## What you should do
Report back the lines in this listing that carry the string "below".

Top of Study material

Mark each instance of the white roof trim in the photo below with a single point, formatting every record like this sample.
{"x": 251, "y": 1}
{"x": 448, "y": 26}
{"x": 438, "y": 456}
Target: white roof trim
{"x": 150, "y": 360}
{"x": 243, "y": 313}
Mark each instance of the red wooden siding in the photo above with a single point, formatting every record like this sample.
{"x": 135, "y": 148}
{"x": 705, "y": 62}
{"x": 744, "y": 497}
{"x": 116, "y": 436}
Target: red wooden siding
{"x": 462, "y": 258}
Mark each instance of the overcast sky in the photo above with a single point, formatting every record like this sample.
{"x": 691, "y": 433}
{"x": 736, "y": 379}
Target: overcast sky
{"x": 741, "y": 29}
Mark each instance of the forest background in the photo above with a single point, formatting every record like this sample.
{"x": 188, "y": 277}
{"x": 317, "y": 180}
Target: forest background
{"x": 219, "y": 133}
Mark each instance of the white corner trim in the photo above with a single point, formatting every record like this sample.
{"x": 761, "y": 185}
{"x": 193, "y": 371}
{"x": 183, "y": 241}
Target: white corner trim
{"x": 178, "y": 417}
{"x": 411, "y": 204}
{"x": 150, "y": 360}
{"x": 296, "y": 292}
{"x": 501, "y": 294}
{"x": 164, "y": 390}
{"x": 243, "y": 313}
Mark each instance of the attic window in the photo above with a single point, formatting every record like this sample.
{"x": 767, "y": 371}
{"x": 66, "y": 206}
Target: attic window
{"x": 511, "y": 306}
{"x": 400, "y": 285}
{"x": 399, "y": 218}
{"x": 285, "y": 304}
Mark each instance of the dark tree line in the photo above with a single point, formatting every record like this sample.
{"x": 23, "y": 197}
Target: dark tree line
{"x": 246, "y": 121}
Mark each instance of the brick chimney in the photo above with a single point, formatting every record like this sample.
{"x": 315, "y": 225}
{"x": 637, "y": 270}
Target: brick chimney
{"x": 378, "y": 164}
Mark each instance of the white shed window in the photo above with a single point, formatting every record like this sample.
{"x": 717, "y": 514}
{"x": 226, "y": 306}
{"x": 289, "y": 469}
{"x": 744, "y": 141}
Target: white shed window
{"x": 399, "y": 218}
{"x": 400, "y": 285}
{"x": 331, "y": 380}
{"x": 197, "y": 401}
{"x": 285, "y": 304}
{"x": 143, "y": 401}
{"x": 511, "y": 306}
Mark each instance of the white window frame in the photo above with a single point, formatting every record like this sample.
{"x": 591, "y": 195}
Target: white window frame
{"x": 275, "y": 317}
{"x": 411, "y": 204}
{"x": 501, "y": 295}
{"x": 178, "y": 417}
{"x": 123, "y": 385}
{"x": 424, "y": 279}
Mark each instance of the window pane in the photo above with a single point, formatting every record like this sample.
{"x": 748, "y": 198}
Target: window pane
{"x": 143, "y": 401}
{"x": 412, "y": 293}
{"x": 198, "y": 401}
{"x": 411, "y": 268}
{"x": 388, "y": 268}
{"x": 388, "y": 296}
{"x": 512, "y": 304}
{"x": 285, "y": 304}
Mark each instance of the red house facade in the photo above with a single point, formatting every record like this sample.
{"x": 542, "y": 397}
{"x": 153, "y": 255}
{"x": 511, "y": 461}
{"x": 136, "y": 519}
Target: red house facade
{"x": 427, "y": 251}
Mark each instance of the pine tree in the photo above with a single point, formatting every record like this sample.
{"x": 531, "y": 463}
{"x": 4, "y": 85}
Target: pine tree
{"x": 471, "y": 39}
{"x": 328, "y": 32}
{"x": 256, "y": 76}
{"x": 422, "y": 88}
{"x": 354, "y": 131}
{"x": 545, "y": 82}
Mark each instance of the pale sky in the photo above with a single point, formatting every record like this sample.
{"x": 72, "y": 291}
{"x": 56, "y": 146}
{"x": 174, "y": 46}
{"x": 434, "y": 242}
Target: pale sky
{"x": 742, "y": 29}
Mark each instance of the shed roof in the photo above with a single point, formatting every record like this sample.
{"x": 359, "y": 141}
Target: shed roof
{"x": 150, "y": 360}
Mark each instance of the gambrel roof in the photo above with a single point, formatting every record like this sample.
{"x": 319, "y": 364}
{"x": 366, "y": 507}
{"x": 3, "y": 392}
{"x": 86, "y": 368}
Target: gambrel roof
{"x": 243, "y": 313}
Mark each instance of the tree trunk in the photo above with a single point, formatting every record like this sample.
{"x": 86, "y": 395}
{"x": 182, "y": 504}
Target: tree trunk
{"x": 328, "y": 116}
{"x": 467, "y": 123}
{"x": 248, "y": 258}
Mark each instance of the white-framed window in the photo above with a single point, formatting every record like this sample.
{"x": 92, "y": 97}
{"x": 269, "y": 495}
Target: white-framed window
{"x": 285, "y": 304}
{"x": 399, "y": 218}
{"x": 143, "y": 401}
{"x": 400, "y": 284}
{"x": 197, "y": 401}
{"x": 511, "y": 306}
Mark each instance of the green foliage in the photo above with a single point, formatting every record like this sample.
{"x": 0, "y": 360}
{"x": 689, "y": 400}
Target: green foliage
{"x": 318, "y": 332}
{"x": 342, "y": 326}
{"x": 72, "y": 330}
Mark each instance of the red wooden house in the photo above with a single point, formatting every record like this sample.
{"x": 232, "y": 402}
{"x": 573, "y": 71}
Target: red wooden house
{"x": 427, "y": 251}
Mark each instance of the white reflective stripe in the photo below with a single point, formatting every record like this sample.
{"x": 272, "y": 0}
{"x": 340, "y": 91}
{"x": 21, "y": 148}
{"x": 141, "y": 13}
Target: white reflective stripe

Bottom of Study material
Top of Study material

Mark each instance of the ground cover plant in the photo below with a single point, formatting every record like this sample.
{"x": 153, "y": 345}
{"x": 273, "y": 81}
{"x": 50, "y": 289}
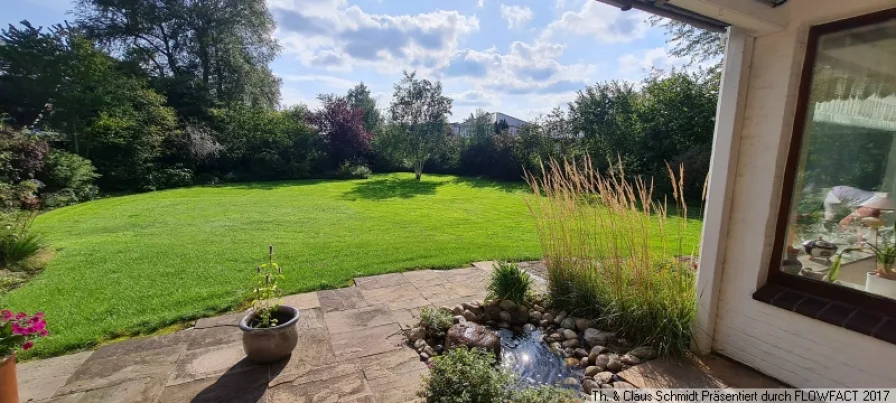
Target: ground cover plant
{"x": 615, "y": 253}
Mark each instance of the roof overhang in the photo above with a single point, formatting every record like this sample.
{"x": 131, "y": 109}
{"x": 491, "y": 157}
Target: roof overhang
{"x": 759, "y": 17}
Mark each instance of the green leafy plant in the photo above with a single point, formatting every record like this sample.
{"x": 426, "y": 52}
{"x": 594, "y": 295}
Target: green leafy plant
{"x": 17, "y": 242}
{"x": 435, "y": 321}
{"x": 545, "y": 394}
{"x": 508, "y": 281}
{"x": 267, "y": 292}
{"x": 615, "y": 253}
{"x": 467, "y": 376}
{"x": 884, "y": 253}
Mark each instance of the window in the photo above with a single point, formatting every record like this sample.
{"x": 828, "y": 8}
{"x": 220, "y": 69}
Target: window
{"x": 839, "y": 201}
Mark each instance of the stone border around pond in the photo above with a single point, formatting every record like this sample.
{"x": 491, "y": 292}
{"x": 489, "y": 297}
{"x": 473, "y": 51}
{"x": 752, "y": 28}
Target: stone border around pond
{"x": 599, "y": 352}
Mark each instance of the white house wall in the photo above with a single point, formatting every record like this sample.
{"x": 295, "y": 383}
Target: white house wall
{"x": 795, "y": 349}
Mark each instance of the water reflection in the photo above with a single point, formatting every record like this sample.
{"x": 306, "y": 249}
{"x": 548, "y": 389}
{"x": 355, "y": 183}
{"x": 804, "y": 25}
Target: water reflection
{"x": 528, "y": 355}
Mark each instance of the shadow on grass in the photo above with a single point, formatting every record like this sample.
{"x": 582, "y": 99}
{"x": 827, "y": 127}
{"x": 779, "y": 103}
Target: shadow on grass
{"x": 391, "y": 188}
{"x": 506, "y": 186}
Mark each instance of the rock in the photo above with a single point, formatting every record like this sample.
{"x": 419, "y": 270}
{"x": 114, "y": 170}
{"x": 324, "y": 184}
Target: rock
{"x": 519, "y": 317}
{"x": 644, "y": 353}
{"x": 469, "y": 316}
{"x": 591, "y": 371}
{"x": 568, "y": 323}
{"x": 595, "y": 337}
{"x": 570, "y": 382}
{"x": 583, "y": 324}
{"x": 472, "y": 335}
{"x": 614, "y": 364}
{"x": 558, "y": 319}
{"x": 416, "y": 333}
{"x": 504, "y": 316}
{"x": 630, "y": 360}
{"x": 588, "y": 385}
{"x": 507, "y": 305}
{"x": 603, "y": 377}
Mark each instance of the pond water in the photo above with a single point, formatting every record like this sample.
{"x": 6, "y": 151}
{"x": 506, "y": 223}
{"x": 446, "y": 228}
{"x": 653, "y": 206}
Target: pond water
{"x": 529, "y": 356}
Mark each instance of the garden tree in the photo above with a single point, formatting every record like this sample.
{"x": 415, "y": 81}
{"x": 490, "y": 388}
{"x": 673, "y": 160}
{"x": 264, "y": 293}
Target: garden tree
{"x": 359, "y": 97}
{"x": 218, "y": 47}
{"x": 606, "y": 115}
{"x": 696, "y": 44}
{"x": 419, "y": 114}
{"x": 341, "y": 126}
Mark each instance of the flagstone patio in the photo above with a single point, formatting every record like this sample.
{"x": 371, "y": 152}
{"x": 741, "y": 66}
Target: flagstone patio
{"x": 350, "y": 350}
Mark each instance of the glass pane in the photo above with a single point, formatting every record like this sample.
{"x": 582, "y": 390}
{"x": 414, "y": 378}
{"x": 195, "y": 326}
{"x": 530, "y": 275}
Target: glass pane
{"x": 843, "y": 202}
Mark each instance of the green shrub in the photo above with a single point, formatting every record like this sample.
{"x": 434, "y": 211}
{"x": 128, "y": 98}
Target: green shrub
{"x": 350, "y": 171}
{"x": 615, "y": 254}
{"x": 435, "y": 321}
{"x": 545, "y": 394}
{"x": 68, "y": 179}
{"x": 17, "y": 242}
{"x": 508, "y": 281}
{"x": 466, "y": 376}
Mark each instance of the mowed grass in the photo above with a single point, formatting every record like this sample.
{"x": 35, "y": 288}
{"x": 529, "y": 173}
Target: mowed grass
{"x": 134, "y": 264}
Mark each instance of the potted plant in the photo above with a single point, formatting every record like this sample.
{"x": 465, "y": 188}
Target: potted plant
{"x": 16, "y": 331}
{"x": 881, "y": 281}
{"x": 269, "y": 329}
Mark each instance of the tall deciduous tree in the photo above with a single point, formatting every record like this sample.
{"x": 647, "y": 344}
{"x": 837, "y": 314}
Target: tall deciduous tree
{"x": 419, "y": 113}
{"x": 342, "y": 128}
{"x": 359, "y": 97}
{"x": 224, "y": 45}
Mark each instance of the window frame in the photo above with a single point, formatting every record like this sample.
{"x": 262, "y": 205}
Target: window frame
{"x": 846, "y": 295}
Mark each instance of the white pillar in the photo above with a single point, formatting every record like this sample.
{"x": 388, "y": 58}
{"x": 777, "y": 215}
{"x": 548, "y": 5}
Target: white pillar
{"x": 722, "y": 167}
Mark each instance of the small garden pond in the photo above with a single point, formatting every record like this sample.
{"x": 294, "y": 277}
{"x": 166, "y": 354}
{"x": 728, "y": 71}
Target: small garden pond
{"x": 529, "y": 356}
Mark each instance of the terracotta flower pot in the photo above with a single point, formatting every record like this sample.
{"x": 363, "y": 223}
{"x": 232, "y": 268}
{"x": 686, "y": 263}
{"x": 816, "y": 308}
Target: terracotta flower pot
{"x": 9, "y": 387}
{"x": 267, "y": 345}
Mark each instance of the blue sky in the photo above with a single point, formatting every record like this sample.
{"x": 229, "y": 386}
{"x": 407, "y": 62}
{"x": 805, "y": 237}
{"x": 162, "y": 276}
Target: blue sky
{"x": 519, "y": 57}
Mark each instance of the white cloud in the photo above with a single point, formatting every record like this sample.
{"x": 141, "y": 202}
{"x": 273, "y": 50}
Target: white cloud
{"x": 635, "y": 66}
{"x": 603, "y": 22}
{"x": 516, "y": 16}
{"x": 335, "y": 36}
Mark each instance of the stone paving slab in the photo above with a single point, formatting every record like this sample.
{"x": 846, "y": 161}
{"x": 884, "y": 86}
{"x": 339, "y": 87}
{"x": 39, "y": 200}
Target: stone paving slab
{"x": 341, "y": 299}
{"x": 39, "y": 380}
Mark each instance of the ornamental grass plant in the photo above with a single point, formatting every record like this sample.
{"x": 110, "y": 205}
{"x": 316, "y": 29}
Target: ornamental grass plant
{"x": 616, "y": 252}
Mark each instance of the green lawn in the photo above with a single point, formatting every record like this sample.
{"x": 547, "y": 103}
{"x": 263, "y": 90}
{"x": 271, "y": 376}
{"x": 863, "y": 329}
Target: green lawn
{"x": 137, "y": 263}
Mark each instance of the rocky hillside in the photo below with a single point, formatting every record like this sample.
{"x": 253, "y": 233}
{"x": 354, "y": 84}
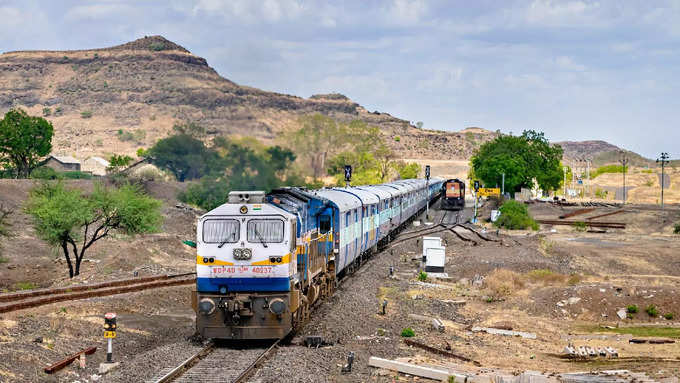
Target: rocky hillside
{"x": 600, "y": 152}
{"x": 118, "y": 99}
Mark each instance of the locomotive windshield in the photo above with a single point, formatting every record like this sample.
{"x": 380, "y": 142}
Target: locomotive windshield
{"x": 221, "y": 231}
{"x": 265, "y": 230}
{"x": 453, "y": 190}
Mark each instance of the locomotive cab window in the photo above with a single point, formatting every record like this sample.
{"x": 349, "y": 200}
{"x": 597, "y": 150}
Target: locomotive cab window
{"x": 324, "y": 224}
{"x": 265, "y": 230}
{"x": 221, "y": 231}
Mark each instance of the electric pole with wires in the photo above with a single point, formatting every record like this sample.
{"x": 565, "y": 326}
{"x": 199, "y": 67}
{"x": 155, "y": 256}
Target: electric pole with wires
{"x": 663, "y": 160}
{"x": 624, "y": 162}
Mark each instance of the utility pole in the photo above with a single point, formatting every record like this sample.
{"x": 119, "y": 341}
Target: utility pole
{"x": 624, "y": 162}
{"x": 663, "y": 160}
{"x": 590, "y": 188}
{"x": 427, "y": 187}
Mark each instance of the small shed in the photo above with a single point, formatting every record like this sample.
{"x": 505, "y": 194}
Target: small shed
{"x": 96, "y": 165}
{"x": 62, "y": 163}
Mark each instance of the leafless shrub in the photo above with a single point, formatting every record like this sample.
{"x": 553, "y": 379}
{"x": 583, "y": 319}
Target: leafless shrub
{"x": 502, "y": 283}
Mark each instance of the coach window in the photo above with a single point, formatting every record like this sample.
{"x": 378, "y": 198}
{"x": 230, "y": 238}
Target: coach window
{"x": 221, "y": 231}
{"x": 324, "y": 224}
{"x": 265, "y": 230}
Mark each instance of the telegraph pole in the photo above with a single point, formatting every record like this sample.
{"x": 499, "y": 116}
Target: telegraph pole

Bottom of Study material
Top of Study material

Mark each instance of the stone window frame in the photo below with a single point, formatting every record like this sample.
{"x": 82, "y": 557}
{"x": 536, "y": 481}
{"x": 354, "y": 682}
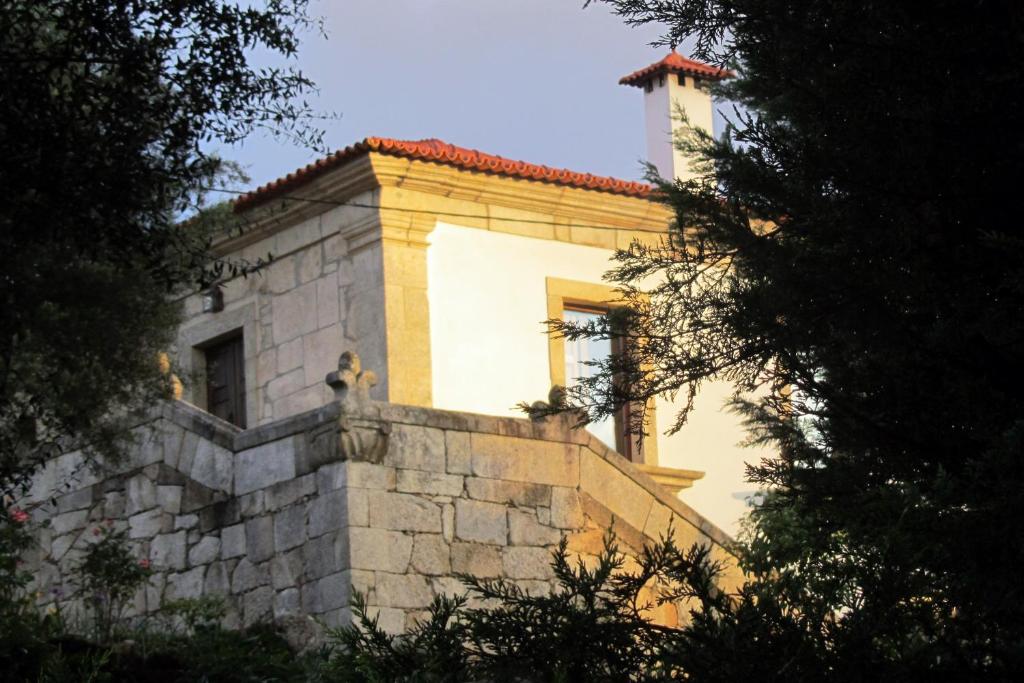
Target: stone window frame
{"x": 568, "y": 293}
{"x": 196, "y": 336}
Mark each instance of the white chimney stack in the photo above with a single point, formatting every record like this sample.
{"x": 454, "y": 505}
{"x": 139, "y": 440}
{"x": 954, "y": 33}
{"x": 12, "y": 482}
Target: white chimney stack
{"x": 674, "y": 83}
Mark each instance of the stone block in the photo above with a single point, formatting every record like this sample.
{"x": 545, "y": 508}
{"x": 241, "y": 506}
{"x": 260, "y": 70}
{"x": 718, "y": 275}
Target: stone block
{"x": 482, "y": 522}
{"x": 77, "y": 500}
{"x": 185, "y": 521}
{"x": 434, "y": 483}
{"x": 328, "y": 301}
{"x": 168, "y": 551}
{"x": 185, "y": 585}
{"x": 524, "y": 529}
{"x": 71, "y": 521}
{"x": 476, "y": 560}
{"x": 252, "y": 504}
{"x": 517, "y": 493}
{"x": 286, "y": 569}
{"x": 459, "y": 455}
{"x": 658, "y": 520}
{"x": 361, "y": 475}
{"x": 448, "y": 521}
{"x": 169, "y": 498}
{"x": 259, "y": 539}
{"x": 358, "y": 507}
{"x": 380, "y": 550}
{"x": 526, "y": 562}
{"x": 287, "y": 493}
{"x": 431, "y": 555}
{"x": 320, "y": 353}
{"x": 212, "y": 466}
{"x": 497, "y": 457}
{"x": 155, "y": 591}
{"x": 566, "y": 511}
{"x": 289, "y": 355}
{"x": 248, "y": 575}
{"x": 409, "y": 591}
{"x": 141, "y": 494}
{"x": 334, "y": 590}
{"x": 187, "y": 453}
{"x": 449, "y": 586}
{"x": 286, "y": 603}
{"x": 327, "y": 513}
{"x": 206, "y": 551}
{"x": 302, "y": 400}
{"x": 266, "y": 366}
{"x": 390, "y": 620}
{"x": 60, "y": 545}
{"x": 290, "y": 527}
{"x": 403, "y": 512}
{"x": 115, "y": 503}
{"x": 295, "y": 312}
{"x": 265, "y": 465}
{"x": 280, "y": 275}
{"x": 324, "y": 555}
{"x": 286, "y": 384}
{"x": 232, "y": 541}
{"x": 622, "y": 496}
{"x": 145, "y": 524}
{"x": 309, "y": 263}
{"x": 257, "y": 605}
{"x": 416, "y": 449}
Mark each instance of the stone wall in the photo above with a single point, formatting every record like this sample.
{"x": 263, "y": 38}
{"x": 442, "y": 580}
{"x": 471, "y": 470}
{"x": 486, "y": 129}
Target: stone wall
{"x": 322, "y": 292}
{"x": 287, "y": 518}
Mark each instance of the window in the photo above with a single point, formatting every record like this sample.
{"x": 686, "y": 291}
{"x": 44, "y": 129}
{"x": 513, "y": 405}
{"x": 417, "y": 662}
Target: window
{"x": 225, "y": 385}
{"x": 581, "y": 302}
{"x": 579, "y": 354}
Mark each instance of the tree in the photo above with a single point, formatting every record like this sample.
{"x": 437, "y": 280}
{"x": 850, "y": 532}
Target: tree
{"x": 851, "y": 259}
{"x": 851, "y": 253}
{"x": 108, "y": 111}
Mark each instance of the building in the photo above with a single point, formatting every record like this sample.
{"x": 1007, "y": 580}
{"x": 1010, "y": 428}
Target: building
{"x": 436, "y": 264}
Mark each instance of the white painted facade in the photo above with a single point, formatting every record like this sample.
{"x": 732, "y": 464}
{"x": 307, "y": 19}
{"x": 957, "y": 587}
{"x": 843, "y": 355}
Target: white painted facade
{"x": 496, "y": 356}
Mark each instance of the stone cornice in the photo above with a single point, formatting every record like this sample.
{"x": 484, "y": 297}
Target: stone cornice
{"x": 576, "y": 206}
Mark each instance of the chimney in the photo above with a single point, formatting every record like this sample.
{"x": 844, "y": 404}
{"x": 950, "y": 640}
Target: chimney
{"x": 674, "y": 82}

Bottom of Study material

## Output for this task
Mark each instance of the white roof trim in the photo below with a single point, formatting every record like this sample.
Mark each instance of the white reflective stripe in the photo below with a single point, formatting every record like this sample.
Mark each instance of the ground cover plant in the photo below with a single point, formatting every record like this sample.
Mark each instance of the rocky hillside in the photo below with a single point, formatting every record like this sample.
Mark each instance of the stone window frame in the photo below with a single point, formatting every record like this sample.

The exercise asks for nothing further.